Continue the article on teacher certification in India, starting after its final sentence.

SOURCE EXTRACT
--------------------------------------------------

By Anjali Jain, Founder & Director, CENTA
“If a country is to be corruption free and become a nation of beautiful minds, I strongly feel there are three key societal members who can make a difference. They are the father, the mother and the teacher,” said Dr. A P J Abdul Kalam. The role of the teacher is finally receiving the attention that it deserves due to NEP 2020 and Covid-19! On one hand, successful implementation of the new National Education Policy (NEP) 2020 heavily depends on competent teachers. On the other, with teaching being live-streamed in living rooms, society has started appreciating the competencies needed to be a good teacher.
The Indian education system is one of the largest in the world with approximately 11 million teachers in the school education space. The sector witnesses 0.6 million job changes and almost a similar number joining the teaching workforce every year. The size of this system and its impact on the large number of children that it serves mandates an urgent need to transform our system to build high quality teachers. Several attempts, which either “mandate” teachers to attend training every year or make an “appeal”, have worked in a limited manner. None of these interventions will be effective till the teacher has an answer for a simple question that s/he often asks – why should I do this? And a teacher will ask for, nay demand, professional development when she sees better opportunities, career growth and recognition for good work.
A high-quality teacher accreditation or certification of teacher’s competencies is an answer to change the existing system and make it demand-driven. The building blocks for this solution are:
- a comprehensive teaching competencies framework,
- a platform for personalized and self-paced training content mapped to competencies,
- voluntary teacher testing towards certification, and
- a platform to connect certified teachers to opportunities.
For example, CENTA’s certification, which connects great teachers to career growth and rewards, has already led to 1,60,000 teachers across India engaging on self-testing and professional development on their own – proving that self-sustained capacity building at the ground level happens when clear linkages to rewards and recognition are available to competent teachers.
This model also empowers the parents to choose a school or a coaching class based on the quality of teachers, enables schools and other employers to get tangible returns for investment in professional development (because the number of certified teachers they have becomes an indicator of their quality), enables high quality teacher training and product companies to get demand from teachers, and most importantly of course, have motivated and competent teachers who raise the bar of learning for our children.

--------------------------------------------------

DATA SECTION
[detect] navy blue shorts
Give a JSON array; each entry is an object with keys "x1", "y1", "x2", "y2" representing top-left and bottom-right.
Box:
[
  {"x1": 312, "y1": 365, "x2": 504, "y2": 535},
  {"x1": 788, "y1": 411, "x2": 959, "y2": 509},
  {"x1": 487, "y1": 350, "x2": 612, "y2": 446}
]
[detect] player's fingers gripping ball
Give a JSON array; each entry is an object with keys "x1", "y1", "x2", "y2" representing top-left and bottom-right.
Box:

--------------------------------------------------

RESPONSE TO THIS EXERCISE
NEP 2020 acknowledges these issues and has reference to merit-based careers for teachers – and in a survey with 13,000 teacher respondents, 59% voted in favour of this as compared to only 27% voting in favour of seniority as the basis for promotions.
Upskilling or trainings need to have the same approach of “benefit for the individual”. For example, when a premium teacher training course leads to assured placements in international environments – an example being Post Graduate Certificate Program for teachers and school leaders by Manipal Academy of Higher Education (MAHE), Manipal Global (MaGE) and Centre for Teacher Accreditation (CENTA) – it motivates teachers to upskill and inspires more young people to choose teaching as a viable professional choice.
Needless to say, this approach will also lead to a number of teacher training and education product companies growing rapidly, with demand being spurred by teachers – the most high potential force multiplier in this sector.
The world is facing a shortage of almost 69 million teachers by the end of the 2030. The current pandemic has catalysed the globalisation of teaching and learning, enabled by technology levelling the playing field. Therefore, a wide range of exciting career opportunities have opened up for teachers, almost akin to software professionals a couple of decades ago. And when a certification connects great teachers to these opportunities, and combines such incentives to upskill with access to self-paced and personalised upskilling, we can look truly forward to teaching becoming an aspirational profession!
On this Teachers’ Day, there can be no better way for us to express our gratitude to our teachers than by trying to impact their lives tangibly as they did ours.